3.Passer autant de temps que possible dehors au contact de la nature

Dans son dernier livre « La famille buissonnière », Marie Gervais encourage la (re)connexion avec la nature pour vivre une vie plus autonome, plus réfléchie, plus intense car reliée au monde qui l’entoure et la nourrit.

Elle regrette que la majorité des enfants rentrent chez eux après l’école et passent de l’intérieur à l’intérieur : école, voiture, maison, écran.

Le temps passé dehors permet aux enfants de créer leurs propres scénarios, de faire leurs propres expériences, de détourner des objets et matériaux sans crainte du regard adulte, d’initier seuls leurs propres activités.

La capacité de transformer l’existant et la débrouillardise seront des outils précieux pour sa vie entière ! – Marie Gervais

 

4.Explorer, faire des expériences et créer

Les premiers pas sont de s’émerveiller et de s’interroger, mais le deuxième est d’agir. On peut mettre en action les idées imaginées : et si on remplaçait le beurre par de l’huile de coco ou les oeufs par des bananes dans la recette ? Qu’est-ce que cela donnerait ? Essayons pour voir !

On peut proposer des opportunités aux enfants d’observer physiquement les résultats de leurs hypothèses.  L’exploration et le passage à l’acte fournissent souvent de nouvelles questions et nourrissent de nouvelles idées à tester au cours de nouvelles expériences.

Exposons les enfants à de nouvelles idées et ils créeront de nouvelles questions !

parcours sensoriel

5.Soutenir et encourager les passions

Il n’est pas nécessaire d’attendre que les concepts ou thèmes soient “au programme” de l’école pour nourrir la soif de connaissance des enfants.

Soutenir et encourager les passions des enfants (en proposant des livres, des sorties, des rencontres, des documentaires, des voyages en rapport avec ce qui enthousiasme les enfants) a un double effet bénéfique :

  • cela renforce la relation en créant des liens émotionnels forts via des souvenirs partagés et la preuve pour l’enfant que son avis compte pour l’adulte,
  • cela consolide la motivation intrinsèque des enfants (on n’apprend pas pour un examen ou une date butoir dans un objectif précis, mais on apprend par joie de comprendre et de penser, par l’élan qui satisfait un profond contentement de l’âme).

 

6.Autoriser les erreurs

La curiosité ne peut s’épanouir qu’à la condition que les enfants se sentent autorisés de faire des erreurs. Thomas Edison disait déjà en son temps : “Le simple fait qu’une chose ne se passe exactement de la manière dont vous l’aviez prévue ne signifie pas qu’elle soit inutile. ”

Au cours du processus de recherche pour créer l’ampoule électrique, Thomas Edison a toujours refusé de voir dans ses échecs successifs des échecs personnels, mais il les a vus comme le processus même qui le rapprochait, petit à petit, de l’objectif final.

#### CONSIGNE 1
D'après l'extrait du document, par quels lieux passe la majorité des enfants après l'école, selon Marie Gervais ?

#### ENTRÉES DE LA TÂCHE
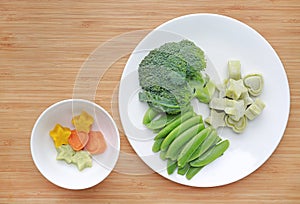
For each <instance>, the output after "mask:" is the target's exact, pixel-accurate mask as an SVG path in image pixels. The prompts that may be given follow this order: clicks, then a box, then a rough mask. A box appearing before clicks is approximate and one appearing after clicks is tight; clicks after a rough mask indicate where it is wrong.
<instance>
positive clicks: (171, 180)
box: [119, 13, 291, 187]
mask: <svg viewBox="0 0 300 204" xmlns="http://www.w3.org/2000/svg"><path fill="white" fill-rule="evenodd" d="M195 16H196V17H199V16H212V17H218V18H224V19H227V20H230V21H232V22H234V23H238V24H239V25H241V26H243V27H246V28H247V29H250V30H251V31H252V32H254V33H255V34H256V35H257V36H258V37H259V38H260V39H261V40H263V41H264V43H265V45H266V46H268V47H269V48H270V50H271V51H272V52H273V53H272V54H273V56H274V57H276V58H277V59H278V61H279V62H280V66H281V69H280V70H281V71H282V74H283V77H284V78H285V82H286V84H285V85H286V88H287V89H286V90H285V91H287V96H288V98H287V99H286V101H287V104H288V107H287V112H286V115H284V120H285V124H283V125H282V133H281V134H280V135H281V136H280V139H279V140H278V141H277V143H276V145H275V146H274V147H273V148H271V149H272V150H271V151H270V152H271V154H270V155H269V156H267V157H265V159H264V160H263V161H262V162H261V163H260V164H259V165H257V166H256V168H254V169H252V170H251V171H250V172H249V173H248V174H246V175H244V176H242V177H241V178H239V179H237V180H234V181H230V182H227V183H223V184H220V185H211V186H195V185H189V184H185V183H181V182H178V181H174V180H172V179H171V178H169V177H166V176H165V175H163V173H162V172H157V171H156V170H155V169H153V168H152V167H151V166H150V165H149V164H148V163H147V162H145V161H144V160H143V159H142V158H141V156H140V155H139V154H138V152H137V151H136V149H135V147H134V146H133V144H132V141H131V139H130V138H128V136H127V134H126V132H125V131H126V130H125V129H124V133H125V136H126V138H127V140H128V141H129V143H130V145H131V146H132V148H133V149H134V151H135V152H136V154H137V155H138V156H139V157H140V158H141V159H142V160H143V162H144V163H145V164H146V165H147V166H148V167H149V168H151V169H152V170H154V171H155V172H156V173H158V174H159V175H161V176H162V177H164V178H165V179H168V180H171V181H173V182H175V183H178V184H181V185H186V186H192V187H216V186H223V185H227V184H230V183H235V182H237V181H239V180H241V179H243V178H245V177H247V176H249V175H250V174H252V173H253V172H255V171H256V170H257V169H258V168H260V167H261V166H262V165H263V164H264V163H265V162H266V161H267V160H268V159H269V158H270V157H271V156H272V154H273V153H274V152H275V150H276V149H277V147H278V146H279V144H280V142H281V141H282V138H283V136H284V133H285V131H286V128H287V125H288V121H289V115H290V106H291V104H290V97H291V96H290V86H289V80H288V77H287V73H286V71H285V68H284V66H283V63H282V61H281V59H280V57H279V55H278V54H277V52H276V50H275V49H274V48H273V47H272V46H271V44H270V43H269V42H268V41H267V40H266V39H265V38H264V37H263V36H262V35H261V34H260V33H259V32H258V31H256V30H255V29H254V28H252V27H250V26H249V25H247V24H246V23H243V22H242V21H239V20H237V19H235V18H232V17H229V16H225V15H221V14H214V13H193V14H187V15H183V16H178V17H176V18H173V19H170V20H169V21H166V22H164V23H162V24H161V25H159V26H157V27H156V28H154V29H153V30H152V31H151V32H150V33H149V34H147V35H146V36H145V37H144V38H143V39H142V40H141V42H143V41H144V40H145V39H146V38H147V37H148V36H149V35H151V34H152V33H153V32H155V31H161V30H162V28H164V27H165V26H166V25H168V24H170V23H173V22H174V21H177V20H181V19H184V18H190V17H195ZM141 42H140V43H139V44H138V45H137V47H138V46H139V45H140V44H141ZM137 47H136V48H137ZM136 48H135V49H136ZM134 51H135V50H134ZM134 51H133V52H134ZM132 57H133V55H132V54H131V55H130V57H129V58H128V60H127V62H126V65H125V68H124V70H123V73H122V77H121V82H120V87H121V84H122V80H123V79H124V75H125V74H124V73H125V71H126V68H127V65H128V63H129V62H130V60H131V59H132ZM128 73H130V72H128ZM128 73H127V74H128ZM120 91H121V90H119V100H120V95H121V94H120ZM119 104H120V103H119ZM119 110H120V111H121V107H120V105H119ZM120 117H121V123H122V125H123V120H122V114H121V113H120Z"/></svg>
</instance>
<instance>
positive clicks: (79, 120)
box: [72, 111, 94, 133]
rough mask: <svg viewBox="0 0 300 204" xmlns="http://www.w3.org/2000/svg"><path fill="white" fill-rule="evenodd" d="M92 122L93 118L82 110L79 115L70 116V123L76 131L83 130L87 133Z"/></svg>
mask: <svg viewBox="0 0 300 204" xmlns="http://www.w3.org/2000/svg"><path fill="white" fill-rule="evenodd" d="M93 123H94V118H93V117H92V116H90V115H89V114H88V113H87V112H85V111H82V112H81V114H80V115H77V116H74V117H73V118H72V124H73V125H74V126H75V129H76V130H77V131H79V132H80V131H83V132H86V133H89V131H90V129H91V125H92V124H93Z"/></svg>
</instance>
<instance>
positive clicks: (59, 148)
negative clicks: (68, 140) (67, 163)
mask: <svg viewBox="0 0 300 204" xmlns="http://www.w3.org/2000/svg"><path fill="white" fill-rule="evenodd" d="M56 150H57V156H56V159H57V160H64V161H65V162H67V163H68V164H70V163H71V162H72V157H73V155H74V154H75V151H74V150H73V148H72V147H71V146H70V145H61V146H59V147H58V148H56Z"/></svg>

#### CONSIGNE 2
Présente les entrées sous forme de liste numérotée, sans les lignes vides et sans les images. Commence au début des entrées et arrête-toi après la ligne qui contient « box: [119, 13, 291, 187] ».

#### SOLUTION 1
Ils passent de l'intérieur à l'intérieur : école, voiture, maison, écran.

#### SOLUTION 2
1. For each <instance>, the output after "mask:" is the target's exact, pixel-accurate mask as an SVG path in image pixels. The prompts that may be given follow this order: clicks, then a box, then a rough mask. A box appearing before clicks is approximate and one appearing after clicks is tight; clicks after a rough mask indicate where it is wrong.
2. <instance>
3. positive clicks: (171, 180)
4. box: [119, 13, 291, 187]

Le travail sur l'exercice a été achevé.